━━━ EXCERPTED PASSAGE ━━━

April 27, 2011

Network Theory (Part 7)

Jacob Biamonte

This post is part of a series on what John and I like to call Petri net field theory. Stochastic Petri nets can be used to model everything from vending machines to chemical reactions. Chemists have proven some powerful theorems about when these systems have equilibrium states. We're trying to bind these old ideas into our fancy framework, in hopes that quantum field theory techniques could also be useful in this deep subject. We'll describe the general theory later; today we'll do an example from population biology.

Those of you following this series should know that I'm the calculation bunny for this project, with John playing the role of the wolf. If I don't work quickly, drawing diagrams and trying to keep up with John's space-bending quasar of information, I'll be eaten alive! It's no joke, so please try to respond and pretend to enjoy anything you read here. This will keep me alive for longer. If I did not take notes during our meetings, lots of this stuff would have never made it here, so hope you enjoy.

Amoeba reproduction and competition

Here's a stochastic Petri net:

It shows a world with one state, amoeba, and two transitions:

The rate equation

If $P(t)$ is the population of amoebas at time $t$, we can follow the rules explained in Part 3 and crank out this rate equation: $$ \frac{d P}{d t} = \alpha P - \beta P^2 $$ We can rewrite this as $$ \frac{d P }{d t}= k P(1-\frac{P}{Q}) $$ where $$ Q = \frac{\alpha}{\beta} , \qquad k = \alpha $$ What's the meaning of $Q$ and $k$?

It's a rare treat to find such an important differential equation that can be solved by analytical methods. Let's enjoy solving it.

━━━ INFORMATION SHOWN ━━━

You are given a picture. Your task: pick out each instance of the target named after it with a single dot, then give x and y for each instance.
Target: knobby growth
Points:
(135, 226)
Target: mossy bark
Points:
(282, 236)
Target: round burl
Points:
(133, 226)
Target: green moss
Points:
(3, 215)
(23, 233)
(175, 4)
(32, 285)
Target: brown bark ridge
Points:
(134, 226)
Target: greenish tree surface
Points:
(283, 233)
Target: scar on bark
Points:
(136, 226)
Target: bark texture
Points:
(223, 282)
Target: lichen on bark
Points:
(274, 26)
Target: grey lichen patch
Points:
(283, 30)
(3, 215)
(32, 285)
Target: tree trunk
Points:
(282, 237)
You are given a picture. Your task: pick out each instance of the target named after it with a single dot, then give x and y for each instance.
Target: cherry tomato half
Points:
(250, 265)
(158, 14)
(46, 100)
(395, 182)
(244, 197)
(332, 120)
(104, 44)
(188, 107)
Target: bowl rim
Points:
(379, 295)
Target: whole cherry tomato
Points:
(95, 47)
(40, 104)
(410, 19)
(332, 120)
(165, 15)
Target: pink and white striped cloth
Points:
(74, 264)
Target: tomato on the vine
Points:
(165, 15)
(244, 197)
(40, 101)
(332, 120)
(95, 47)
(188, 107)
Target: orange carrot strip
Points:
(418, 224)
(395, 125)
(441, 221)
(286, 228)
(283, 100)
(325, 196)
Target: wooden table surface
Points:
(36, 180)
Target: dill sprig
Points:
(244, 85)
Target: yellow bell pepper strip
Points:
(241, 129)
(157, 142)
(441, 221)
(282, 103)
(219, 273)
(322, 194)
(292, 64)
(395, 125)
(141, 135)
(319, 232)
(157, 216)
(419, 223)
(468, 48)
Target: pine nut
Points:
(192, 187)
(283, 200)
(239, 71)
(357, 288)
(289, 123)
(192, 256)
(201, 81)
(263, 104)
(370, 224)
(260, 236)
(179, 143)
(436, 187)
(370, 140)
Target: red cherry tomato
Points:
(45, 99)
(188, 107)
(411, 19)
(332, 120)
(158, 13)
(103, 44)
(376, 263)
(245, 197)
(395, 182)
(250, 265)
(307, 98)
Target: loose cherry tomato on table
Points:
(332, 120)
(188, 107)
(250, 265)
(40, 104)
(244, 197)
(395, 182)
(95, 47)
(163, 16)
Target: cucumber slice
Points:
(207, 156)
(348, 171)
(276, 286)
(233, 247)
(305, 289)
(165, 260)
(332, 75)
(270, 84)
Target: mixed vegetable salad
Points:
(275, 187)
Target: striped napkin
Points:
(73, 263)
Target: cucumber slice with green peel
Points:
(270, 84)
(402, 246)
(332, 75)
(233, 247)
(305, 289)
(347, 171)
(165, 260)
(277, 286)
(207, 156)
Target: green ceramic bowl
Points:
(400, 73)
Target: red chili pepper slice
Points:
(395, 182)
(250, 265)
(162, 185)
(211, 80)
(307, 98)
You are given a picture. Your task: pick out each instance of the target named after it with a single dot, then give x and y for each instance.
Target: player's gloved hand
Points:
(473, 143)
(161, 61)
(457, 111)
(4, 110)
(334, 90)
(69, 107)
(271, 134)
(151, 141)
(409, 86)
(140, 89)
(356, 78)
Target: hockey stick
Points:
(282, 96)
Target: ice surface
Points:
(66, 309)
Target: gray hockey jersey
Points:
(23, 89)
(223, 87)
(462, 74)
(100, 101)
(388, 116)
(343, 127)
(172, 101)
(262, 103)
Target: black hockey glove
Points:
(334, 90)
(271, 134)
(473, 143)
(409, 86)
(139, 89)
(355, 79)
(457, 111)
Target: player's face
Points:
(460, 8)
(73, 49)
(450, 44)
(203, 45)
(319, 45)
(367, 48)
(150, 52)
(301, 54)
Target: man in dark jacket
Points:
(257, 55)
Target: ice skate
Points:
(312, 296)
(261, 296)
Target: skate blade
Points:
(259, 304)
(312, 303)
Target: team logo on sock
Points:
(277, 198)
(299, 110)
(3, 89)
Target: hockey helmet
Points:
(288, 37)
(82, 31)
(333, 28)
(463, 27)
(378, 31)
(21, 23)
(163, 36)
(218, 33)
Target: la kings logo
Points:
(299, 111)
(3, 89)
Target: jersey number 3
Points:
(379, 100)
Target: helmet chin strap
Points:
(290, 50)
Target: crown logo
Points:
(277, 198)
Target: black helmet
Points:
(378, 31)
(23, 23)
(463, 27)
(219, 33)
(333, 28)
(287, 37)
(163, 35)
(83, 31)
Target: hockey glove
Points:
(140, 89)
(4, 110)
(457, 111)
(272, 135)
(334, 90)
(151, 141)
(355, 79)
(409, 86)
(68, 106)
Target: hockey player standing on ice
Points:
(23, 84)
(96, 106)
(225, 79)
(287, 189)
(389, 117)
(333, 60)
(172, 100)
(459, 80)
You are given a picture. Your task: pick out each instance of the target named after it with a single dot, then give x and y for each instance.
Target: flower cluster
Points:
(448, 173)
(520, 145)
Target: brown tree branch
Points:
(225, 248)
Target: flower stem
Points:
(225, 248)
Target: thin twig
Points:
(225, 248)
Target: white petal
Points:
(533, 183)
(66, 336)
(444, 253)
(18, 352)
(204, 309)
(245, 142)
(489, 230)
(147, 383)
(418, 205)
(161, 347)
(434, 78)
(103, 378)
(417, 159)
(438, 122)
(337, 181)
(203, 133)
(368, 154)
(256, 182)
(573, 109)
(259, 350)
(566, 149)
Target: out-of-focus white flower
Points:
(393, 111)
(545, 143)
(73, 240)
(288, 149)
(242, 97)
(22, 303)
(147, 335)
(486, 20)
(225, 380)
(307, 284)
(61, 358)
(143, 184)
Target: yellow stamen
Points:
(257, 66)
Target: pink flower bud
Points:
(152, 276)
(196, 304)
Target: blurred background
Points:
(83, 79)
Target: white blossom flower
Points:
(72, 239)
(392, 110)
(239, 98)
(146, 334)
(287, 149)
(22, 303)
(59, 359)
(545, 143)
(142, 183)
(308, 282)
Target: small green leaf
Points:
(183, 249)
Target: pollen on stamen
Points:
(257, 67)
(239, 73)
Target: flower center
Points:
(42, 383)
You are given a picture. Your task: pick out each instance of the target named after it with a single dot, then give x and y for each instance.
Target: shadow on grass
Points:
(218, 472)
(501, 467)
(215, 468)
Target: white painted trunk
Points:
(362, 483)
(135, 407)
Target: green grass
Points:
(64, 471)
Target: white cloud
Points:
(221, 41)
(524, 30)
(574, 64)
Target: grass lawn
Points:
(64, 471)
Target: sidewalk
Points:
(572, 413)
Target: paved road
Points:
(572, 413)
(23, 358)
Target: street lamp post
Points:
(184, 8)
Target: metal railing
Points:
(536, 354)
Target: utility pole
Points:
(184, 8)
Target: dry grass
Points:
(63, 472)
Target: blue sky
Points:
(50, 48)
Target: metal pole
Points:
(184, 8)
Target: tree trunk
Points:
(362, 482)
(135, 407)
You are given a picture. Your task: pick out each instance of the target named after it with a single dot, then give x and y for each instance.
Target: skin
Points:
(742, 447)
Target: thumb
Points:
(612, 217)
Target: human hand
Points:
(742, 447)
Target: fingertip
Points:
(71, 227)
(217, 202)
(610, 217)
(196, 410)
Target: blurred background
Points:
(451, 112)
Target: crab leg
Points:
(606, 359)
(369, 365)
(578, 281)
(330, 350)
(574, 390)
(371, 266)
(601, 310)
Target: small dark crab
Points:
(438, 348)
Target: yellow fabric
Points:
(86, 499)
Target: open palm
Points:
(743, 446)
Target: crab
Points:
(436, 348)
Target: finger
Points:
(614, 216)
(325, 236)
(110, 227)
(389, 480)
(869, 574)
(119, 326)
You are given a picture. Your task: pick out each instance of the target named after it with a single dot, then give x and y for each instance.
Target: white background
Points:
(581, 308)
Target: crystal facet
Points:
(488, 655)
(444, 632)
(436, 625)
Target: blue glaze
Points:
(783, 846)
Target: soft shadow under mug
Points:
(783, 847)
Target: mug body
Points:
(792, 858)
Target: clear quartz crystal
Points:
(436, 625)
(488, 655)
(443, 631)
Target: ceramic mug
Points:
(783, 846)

━━━

### TASKS
a: In the network theory post, why does the author look forward to solving the amoeba rate equation? Answer in one to three sentences.
b: In the network theory post, what is $Q$ equal to in the rewritten rate equation?
c: Continue the network theory post after its last sentence.

### WRITTEN RESPONSES
a: The author calls it a rare treat to find such an important differential equation that can be solved by analytical methods. That is why the post says, "Let's enjoy solving it."

b: $Q = \frac{\alpha}{\beta}$

c:
We start by separating variables and integrating both sides: $$\int \frac{d P}{P (1-P/Q)} = \int k d t$$ We need to use partial fractions on the left side above, resulting in $$\int \frac{d P}{P} + \int \frac{d P}{Q-P} = \int k d t$$ and so we pick up a constant $C$, let $A=\pm e^{-C}$, and rearrange things as $$ \frac{Q-P}{P}=A e^{-k t} $$ so the population as a function of time becomes $$ P(t) = \frac{Q}{1+A e^{-k t}} $$ At $t=0$ we can determine $A$ uniquely. We write $P_0 := P(0)$ and $A$ becomes $$ A = \frac{Q-P_0}{P_0} $$ The model now becomes very intuitive. Let's set $Q = k=1$ and make a plot for various values of $A$:

We arrive at three distinct cases:

The master equation

Next, let us follow the rules explained in Part 6 to write down the master equation for our example. Remember, now we write: $$ \Psi(t) = \sum_{n = 0}^\infty \psi_n(t) z^n $$ where $\psi_n(t)$ is the probability of having $n$ amoebas at time $t$, and $z$ is a formal variable. The master equation says: $$ \frac{d}{d t} \Psi(t) = H \Psi(t)$$ where $H$ is an operator on formal power series called the Hamiltonian. To get the Hamiltonian we take each transition in our Petri net and build an operator built from creation and annihilation operators, as follows. Reproduction works like this:

while competition works like this:
Here $a$ is the annihilation operator, $a^\dagger$ is the creation operator and $N = a^\dagger a$ is the number operator. Last time John explained precisely how the $N$'s arise. So the theory is already in place, and we arrive at this Hamiltonian: $$ H = \alpha (a^\dagger a^\dagger a - N) \;\; + \;\; \beta(a^\dagger a a - N(N-1))$$ Remember, $\alpha$ is the rate constant for reproduction, while $\beta$ is the rate constant for competition.

The master equation can be solved: it's equivalent to $\frac{d}{d t}(e^{-t H}\Psi(t))=0$ so that $e^{-t H}\Psi(t)$ is constant, and so $$ \Psi(t) = e^{t H}\Psi(0) $$ and that's it! We can calculate the time evolution starting from any initial probability distribution of populations. Maybe everyone is already used to this, but I find it rather remarkable.

Here's how it works. We pick a population, say $n$ amoebas at $t=0$. This would mean $\Psi(0) = z^n$. We then evolve this state using $e^{t H}$. We expand this operator as $$ \begin{array}{ccl} e^{t H} &=& \sum_{n=0}^\infty \frac{1}{n!} t^n H^n \\ \\ &=& 1 + t H + \frac{1}{2}t^2 H^2 + \cdots \end{array} $$ This operator contains the full information for the evolution of the system. It contains the histories of all possible amoeba populations—an amoeba mosaic if you will. From this, we can construct amoeba Feynman diagrams.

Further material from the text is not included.